-------- Quoted passage

For two years, due to the epidemic of COVID, the Johannine celebrations commemorating Joan of Arc’s victory in the Hundred Years’ War against the English in the siege of Orléans in 1429 could not be held. This tradition has been almost uninterrupted for six hundred years, and the times it did cease to run, it was only because of wars.
Every year, the city of Orléans, located on the banks of the Loire River, honors the courageous virgin who delivered it from the enemy. It is the occasion of a great ceremony in which a young girl of fifteen years old, dressed in an armor, embodies the saint and goes through the streets of the city on horseback.
Each year, a selection committee meets to choose the girl who will have the honor of following in the footsteps of the secondary patron saint of France. It brings together representatives of the three orders—religious, military, and civil. In order to be chosen the candidate must meet three conditions: live for at least ten years in Orléans or in the surrounding area, be a practicing Catholic, be educated in Orléans, and be involved in the service of others (associative activities, scouting…). There is no need to know how to ride a horse: the lucky candidate can receive accelerated training from a cavalry regiment based not far from Orléans to make a good impression on the big day.
This year, the committee chose the young Clotilde, who has the honor of bearing the first name of a holy and illustrious queen of France, to whom the French owe the conversion and baptism of her husband, the Frankish warrior Clovis, thus bringing France into the circle of Christian nations. But that’s not all: Clotilde, whose family name is Forgeot d’Arc, descends through her father from Pierre, one of Joan of Arc’s brothers. The d’Arc family has been extinct in the male line since the 17th century, but it has many descendants in the female line who have kept the name to this day. The committee assures us that her ancestry did not play a role in the final choice. Even if it did, it is a real testimony to the commitment of this young girl, for whom the family heritage of faith and devotion still has meaning today. Two young boys from Orleans were also chosen to serve as her pages.

----------------
-------- Supplied material

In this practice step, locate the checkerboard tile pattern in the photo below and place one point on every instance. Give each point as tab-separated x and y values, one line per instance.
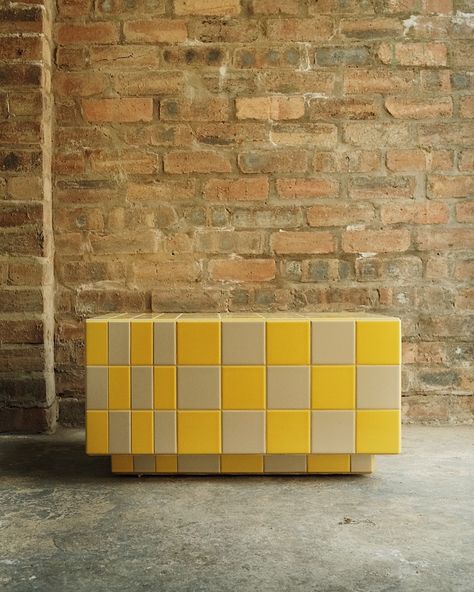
243	393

----------------

- Using the information
a) In the Joan of Arc celebrations text, how old is the girl who plays the saint on horseback?
b) Carry the Joan of Arc celebrations text forward from its final sentence.
The data has no connection to the Joan of Arc celebrations text.

- Per-task outputs
a) She is fifteen years old.

b)
Being chosen to play Joan the Maid of Orleans is not a simple matter of representation, but a real commitment. In a few days, Clotilde Forgeot d’Arc will begin a pilgrimage in the footsteps of the shepherdess of Lorraine, following the major stages of her epic journey. First, to Domrémy, the village in Lorraine where she was born and where her first visions took place. Then to Vaucouleurs, a garrison where for the first time she tried to speak and convince the military regiment about her mission. Reims, the city of the coronation of the kings of France, comes next. Toward the end of the trip, Clotilde Forgeot d’Arc will go to Compiègne, where Joan was imprisoned, and then finally on to Rouen, the place of her martyrdom.
The French journalist Charlotte d’Ornellas, who today embodies authentic conservative journalism for the magazine Valeurs Actuelles and on the news channel CNews, was also once chosen in 2002 to embody Joan.